EXERCISE DIRECTIONS
Print the data below verbatim, beginning with its first line and ending after the line that contains "negative clicks: (382, 88)".

(Saved data entries)
++++++++

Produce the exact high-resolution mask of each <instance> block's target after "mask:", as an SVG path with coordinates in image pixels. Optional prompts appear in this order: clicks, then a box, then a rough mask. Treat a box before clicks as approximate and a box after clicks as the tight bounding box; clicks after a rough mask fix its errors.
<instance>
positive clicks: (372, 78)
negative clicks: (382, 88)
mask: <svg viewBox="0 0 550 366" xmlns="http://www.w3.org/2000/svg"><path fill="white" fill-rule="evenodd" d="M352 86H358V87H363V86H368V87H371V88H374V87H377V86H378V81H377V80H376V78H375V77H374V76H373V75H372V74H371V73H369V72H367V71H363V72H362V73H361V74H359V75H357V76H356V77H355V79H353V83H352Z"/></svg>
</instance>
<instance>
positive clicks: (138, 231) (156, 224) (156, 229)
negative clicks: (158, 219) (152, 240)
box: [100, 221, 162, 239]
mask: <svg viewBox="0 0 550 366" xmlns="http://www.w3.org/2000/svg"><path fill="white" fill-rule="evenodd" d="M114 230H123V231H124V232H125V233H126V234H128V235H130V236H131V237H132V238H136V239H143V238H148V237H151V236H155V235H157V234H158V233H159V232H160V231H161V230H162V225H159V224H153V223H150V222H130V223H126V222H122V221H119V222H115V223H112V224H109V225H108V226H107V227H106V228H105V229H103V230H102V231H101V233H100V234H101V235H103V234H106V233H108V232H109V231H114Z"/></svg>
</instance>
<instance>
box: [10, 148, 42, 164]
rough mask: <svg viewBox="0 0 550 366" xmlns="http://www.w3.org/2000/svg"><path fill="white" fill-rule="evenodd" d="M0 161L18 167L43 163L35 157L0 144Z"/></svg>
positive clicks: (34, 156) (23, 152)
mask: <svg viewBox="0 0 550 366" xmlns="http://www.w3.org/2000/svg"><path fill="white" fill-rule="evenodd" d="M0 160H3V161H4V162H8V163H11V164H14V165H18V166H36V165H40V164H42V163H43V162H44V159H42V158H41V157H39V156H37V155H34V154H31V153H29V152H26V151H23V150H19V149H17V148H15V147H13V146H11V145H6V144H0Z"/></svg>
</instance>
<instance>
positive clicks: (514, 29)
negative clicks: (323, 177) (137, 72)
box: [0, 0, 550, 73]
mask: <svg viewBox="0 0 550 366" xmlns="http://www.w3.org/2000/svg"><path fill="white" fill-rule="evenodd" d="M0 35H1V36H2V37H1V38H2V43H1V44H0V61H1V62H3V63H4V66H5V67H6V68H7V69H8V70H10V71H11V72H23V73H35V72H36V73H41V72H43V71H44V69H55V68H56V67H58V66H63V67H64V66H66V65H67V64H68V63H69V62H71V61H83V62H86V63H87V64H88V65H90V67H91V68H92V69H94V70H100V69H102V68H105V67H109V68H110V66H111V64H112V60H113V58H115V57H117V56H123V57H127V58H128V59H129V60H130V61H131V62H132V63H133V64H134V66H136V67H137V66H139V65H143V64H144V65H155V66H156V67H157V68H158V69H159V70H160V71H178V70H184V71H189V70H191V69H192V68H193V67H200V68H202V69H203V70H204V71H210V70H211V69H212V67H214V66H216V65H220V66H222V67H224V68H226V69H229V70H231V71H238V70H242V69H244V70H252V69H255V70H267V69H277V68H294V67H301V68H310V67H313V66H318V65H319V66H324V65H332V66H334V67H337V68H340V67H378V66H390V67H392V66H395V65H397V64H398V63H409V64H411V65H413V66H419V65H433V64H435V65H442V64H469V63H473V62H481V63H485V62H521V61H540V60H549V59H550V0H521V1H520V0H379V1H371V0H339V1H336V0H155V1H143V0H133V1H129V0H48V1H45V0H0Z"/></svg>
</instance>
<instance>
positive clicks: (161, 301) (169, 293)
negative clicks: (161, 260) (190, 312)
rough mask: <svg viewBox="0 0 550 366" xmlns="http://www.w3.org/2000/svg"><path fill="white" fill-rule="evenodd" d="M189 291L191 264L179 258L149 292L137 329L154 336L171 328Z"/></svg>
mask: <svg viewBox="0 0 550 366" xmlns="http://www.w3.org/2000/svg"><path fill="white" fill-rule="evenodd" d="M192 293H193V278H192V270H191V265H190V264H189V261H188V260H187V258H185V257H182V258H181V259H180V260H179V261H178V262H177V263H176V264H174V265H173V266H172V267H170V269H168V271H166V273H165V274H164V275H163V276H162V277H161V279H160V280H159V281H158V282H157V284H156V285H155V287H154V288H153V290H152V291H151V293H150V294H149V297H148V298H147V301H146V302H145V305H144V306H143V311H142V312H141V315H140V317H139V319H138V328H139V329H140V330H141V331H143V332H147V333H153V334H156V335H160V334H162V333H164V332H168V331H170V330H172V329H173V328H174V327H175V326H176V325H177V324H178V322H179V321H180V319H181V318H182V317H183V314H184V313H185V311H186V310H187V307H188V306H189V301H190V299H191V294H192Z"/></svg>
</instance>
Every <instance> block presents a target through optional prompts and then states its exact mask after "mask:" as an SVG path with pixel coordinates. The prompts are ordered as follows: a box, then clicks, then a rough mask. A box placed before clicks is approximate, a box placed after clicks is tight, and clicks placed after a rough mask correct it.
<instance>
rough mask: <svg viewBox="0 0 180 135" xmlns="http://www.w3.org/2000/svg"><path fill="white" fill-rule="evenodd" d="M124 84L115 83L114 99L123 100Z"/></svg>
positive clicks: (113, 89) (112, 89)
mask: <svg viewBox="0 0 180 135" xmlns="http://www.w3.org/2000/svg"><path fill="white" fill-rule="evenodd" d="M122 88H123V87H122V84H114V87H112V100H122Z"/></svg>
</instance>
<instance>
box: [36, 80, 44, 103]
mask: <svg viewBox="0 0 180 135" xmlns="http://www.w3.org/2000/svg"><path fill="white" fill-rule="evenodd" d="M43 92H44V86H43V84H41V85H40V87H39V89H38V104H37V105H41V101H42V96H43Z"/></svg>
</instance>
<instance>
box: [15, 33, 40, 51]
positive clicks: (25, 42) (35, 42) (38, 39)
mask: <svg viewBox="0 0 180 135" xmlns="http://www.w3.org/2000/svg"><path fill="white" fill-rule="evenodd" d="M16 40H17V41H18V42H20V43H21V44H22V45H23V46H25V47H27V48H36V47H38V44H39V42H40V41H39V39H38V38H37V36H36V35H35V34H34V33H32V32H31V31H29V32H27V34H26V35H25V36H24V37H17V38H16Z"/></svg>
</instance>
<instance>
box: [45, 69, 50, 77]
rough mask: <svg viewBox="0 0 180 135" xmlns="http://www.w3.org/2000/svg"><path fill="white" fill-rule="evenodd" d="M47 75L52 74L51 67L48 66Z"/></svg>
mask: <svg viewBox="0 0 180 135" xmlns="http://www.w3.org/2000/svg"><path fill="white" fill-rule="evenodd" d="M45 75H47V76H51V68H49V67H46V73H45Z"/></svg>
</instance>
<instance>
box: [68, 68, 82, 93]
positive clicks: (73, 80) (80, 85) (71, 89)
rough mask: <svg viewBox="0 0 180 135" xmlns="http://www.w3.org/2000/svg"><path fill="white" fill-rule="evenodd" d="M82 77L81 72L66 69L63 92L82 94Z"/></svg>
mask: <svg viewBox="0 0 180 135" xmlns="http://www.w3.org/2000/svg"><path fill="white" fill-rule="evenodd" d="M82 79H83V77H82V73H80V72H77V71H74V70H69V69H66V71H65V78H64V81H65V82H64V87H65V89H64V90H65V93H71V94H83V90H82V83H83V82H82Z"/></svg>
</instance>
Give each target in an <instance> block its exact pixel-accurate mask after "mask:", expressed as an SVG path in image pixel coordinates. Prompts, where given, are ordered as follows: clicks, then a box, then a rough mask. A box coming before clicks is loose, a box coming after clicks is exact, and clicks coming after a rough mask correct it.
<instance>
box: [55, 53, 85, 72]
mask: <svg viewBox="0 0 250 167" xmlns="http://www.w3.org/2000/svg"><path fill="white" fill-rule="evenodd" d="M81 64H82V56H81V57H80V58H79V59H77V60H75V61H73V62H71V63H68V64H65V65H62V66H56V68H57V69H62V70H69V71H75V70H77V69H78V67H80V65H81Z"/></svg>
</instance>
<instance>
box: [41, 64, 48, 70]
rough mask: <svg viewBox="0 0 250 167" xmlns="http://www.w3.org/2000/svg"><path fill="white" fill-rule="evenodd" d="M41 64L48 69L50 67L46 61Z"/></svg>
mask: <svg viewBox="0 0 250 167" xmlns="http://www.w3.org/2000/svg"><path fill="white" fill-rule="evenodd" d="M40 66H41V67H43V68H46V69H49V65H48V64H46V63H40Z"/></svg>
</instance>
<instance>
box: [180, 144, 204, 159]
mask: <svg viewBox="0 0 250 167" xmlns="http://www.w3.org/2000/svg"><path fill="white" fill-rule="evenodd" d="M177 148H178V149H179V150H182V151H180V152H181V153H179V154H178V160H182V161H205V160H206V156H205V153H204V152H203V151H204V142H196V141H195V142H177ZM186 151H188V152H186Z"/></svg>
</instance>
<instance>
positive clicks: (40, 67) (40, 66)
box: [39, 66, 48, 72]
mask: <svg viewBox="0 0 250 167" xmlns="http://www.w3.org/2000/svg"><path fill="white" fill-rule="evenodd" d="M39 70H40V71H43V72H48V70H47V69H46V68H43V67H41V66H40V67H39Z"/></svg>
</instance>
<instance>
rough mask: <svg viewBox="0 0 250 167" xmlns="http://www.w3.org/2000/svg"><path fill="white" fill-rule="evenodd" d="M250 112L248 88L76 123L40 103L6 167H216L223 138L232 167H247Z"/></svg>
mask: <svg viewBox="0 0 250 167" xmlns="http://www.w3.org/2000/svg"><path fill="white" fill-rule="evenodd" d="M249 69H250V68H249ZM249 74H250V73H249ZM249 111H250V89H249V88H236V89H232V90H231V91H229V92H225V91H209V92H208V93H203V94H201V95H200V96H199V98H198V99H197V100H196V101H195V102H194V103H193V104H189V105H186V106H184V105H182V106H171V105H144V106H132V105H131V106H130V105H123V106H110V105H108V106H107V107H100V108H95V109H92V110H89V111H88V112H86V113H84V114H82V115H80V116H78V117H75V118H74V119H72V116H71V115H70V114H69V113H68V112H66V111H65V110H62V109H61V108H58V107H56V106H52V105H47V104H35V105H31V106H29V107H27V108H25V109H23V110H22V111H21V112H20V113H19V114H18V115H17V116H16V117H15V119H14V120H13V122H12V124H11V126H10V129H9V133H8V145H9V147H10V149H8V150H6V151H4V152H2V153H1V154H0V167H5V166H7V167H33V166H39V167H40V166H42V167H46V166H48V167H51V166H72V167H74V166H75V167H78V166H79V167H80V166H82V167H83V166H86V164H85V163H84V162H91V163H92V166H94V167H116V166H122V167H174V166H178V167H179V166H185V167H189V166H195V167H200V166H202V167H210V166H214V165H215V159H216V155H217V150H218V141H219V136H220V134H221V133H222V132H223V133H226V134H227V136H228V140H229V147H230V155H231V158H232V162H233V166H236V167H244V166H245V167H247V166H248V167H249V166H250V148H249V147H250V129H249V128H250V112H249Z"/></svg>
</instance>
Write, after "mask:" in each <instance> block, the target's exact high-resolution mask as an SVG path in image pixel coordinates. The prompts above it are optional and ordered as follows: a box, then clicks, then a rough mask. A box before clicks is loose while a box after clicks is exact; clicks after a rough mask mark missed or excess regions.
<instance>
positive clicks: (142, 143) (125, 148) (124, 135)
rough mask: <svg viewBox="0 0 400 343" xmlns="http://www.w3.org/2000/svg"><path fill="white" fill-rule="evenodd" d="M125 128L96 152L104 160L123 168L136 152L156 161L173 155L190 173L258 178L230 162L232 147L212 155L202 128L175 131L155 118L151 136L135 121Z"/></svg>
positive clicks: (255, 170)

++++++++

ANSWER FOR THE TASK
Produce the exact high-resolution mask of each <instance> block's target after "mask:", as an SVG path with coordinates in image pixels. Optional prompts appear in this order: clicks, then a box, then a rough mask. Treat a box before clicks as approximate and a box after clicks as the tight bounding box; clicks after a rough mask fix its errors.
<instance>
positive clicks: (372, 78)
negative clicks: (382, 88)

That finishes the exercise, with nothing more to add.